Article:
HISTORY, BIOGRAPHY, AND TOPOGRAPHY.

Contemporaries. By THOMAS WENTWORTH HIGGINSON. 12mo, pp. 379. Boston and New York: Houghton, Mifflin & Co. Price, cloth, $2.

The author of Cheerful Yesterdays, and of a dozen other volumes, has now gathered from the Atlantic Monthly, the Nation, the Century Magazine, the Chautauquan, the Independent, and other periodicals, where they first appeared, this series of sketches of Emerson, and Alcott, and Theodore Parker, and Whittier, and Garrison, Sumner, Phillips, Dr. Howe, Mrs. Child, and General Grant, Whitman, Lanier, and Helen Hunt Jackson, with a few essays and narratives of a different sort. They have the vividness and value, the naturalness and interest of personal reminiscences, since the author was well acquainted with most of those concerning whom he writes. His finest quotation from Emerson is this verse from "Wood-Notes: "

Thou canst not wave thy staff in air,

Nor dip thy paddle in the lake,

But it carves the bow of beauty there,

And the ripples in rhyme the oar forsake.

Stated goal 1: According to the review of Contemporaries, what does the cloth edition cost?
Stated goal 2: Set down everything in the review of Contemporaries from "The author of" down to "the oar forsake.".
The material that comes next has no connection to the review of Contemporaries.

Supplied information:

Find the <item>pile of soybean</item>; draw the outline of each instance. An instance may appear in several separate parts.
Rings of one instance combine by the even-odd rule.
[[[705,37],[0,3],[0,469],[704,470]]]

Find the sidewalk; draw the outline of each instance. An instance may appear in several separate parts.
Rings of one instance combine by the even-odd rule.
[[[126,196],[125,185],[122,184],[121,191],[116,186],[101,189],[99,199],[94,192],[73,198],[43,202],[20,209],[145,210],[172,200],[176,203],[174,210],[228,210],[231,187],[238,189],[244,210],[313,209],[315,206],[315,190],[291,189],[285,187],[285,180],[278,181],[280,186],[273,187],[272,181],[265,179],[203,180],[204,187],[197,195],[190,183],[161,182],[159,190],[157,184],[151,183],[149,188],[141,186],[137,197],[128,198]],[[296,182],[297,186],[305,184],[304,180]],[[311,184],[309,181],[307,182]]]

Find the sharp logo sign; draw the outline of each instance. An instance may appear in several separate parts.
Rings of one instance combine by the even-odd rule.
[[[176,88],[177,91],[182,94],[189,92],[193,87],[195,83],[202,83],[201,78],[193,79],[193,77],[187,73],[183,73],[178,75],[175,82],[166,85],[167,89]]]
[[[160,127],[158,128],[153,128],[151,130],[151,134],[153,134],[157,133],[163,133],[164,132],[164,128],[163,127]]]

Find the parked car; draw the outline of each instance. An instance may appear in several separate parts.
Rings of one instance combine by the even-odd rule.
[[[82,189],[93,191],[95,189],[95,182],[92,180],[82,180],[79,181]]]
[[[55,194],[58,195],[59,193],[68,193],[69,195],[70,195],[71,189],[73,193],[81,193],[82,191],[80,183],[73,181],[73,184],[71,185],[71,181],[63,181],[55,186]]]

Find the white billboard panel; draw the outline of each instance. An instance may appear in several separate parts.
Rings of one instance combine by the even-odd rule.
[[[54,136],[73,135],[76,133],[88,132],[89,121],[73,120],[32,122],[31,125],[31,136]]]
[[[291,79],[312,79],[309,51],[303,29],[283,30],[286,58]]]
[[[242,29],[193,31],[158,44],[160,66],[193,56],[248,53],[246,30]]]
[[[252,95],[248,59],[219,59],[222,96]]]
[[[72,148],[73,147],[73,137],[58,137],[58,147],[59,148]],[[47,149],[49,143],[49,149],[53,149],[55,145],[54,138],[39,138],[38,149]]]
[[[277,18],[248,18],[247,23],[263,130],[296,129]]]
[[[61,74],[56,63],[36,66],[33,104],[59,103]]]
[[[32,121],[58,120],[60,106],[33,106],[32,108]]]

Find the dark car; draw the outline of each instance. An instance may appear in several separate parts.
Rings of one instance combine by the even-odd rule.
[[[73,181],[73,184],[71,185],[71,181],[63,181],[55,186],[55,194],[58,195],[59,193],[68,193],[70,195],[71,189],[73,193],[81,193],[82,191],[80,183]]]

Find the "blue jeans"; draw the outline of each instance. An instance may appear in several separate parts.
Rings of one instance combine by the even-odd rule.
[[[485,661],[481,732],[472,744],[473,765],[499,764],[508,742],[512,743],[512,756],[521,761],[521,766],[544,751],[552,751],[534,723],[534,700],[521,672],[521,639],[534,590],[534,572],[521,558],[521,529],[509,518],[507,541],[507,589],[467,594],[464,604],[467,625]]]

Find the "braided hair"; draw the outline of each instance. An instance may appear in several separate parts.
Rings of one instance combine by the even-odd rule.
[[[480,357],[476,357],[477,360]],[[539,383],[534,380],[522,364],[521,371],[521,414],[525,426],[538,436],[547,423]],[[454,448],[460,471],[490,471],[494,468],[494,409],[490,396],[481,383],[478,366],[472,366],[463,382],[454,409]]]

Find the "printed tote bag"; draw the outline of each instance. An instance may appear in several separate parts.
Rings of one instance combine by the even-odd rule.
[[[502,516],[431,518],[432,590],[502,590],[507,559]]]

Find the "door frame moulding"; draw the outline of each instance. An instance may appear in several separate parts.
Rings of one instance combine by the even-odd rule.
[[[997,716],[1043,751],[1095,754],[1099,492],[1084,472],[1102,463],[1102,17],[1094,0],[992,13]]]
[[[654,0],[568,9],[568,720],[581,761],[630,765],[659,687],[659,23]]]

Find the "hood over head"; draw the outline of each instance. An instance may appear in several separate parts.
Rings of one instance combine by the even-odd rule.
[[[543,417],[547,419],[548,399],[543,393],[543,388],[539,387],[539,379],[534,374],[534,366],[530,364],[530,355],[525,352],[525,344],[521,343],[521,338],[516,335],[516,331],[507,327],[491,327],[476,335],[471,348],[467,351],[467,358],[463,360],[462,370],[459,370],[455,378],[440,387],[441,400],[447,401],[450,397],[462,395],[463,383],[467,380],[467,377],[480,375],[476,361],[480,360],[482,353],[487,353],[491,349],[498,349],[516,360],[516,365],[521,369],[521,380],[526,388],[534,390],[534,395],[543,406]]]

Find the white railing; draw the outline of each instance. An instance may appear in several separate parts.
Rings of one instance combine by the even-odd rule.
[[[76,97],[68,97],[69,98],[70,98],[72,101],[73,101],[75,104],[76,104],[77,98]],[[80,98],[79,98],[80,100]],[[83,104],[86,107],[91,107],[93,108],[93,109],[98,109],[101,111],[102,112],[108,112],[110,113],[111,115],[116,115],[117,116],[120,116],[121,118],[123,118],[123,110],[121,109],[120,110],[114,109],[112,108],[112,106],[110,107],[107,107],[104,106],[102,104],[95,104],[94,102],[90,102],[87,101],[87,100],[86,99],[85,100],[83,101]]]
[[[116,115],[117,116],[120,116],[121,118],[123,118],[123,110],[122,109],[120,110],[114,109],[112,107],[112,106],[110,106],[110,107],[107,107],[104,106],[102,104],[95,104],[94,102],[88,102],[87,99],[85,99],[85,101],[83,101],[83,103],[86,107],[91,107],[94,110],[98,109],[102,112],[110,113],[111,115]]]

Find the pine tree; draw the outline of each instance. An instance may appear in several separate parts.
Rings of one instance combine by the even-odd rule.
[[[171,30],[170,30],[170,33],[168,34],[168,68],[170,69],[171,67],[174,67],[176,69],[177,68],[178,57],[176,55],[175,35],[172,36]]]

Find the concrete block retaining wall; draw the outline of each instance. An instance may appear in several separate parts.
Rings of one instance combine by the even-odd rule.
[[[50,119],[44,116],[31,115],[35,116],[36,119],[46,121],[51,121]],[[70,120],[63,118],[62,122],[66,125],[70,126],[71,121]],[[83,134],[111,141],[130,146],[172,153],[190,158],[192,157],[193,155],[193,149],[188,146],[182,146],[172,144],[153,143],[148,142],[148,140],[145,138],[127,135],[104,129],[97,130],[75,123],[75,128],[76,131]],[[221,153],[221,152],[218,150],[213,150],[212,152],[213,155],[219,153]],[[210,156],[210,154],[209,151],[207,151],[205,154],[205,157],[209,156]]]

Correct result 1: $2

Correct result 2:
The author of Cheerful Yesterdays, and of a dozen other volumes, has now gathered from the Atlantic Monthly, the Nation, the Century Magazine, the Chautauquan, the Independent, and other periodicals, where they first appeared, this series of sketches of Emerson, and Alcott, and Theodore Parker, and Whittier, and Garrison, Sumner, Phillips, Dr. Howe, Mrs. Child, and General Grant, Whitman, Lanier, and Helen Hunt Jackson, with a few essays and narratives of a different sort. They have the vividness and value, the naturalness and interest of personal reminiscences, since the author was well acquainted with most of those concerning whom he writes. His finest quotation from Emerson is this verse from "Wood-Notes: "

Thou canst not wave thy staff in air,

Nor dip thy paddle in the lake,

But it carves the bow of beauty there,

And the ripples in rhyme the oar forsake.